### [TASK STATEMENT]
Go through the data and report each line that holds the string "floor".

[Start of Attachment]

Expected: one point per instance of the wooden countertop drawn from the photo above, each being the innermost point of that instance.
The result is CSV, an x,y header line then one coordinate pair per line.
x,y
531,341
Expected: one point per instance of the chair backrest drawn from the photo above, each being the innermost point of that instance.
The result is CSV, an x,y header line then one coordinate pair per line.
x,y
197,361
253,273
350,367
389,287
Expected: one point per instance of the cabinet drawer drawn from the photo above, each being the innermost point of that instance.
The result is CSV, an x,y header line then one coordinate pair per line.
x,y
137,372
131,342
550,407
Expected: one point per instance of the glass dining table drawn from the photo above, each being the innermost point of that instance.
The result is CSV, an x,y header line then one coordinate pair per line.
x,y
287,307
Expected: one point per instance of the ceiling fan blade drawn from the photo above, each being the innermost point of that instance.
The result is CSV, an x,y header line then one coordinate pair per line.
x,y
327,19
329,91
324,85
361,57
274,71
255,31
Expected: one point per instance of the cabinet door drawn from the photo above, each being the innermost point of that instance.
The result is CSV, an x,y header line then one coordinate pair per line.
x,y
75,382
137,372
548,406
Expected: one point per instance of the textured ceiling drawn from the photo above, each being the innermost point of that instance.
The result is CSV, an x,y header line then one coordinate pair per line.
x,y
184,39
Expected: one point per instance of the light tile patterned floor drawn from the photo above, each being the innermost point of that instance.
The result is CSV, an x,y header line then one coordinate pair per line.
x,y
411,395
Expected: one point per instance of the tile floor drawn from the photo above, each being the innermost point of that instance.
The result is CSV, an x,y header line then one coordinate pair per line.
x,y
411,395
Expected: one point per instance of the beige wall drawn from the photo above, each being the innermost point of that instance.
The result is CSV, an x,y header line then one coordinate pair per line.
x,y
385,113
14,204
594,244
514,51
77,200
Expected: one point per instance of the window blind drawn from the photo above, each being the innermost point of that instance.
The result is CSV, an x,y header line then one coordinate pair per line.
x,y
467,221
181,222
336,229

[End of Attachment]

### [SOLVED EXERCISE]
Expected: one point per instance of the light tile patterned floor drawn from the photo above, each being the innermost point of that instance.
Expected: one point per instance of the tile floor drawn from the photo above, each being the innermost point of that instance.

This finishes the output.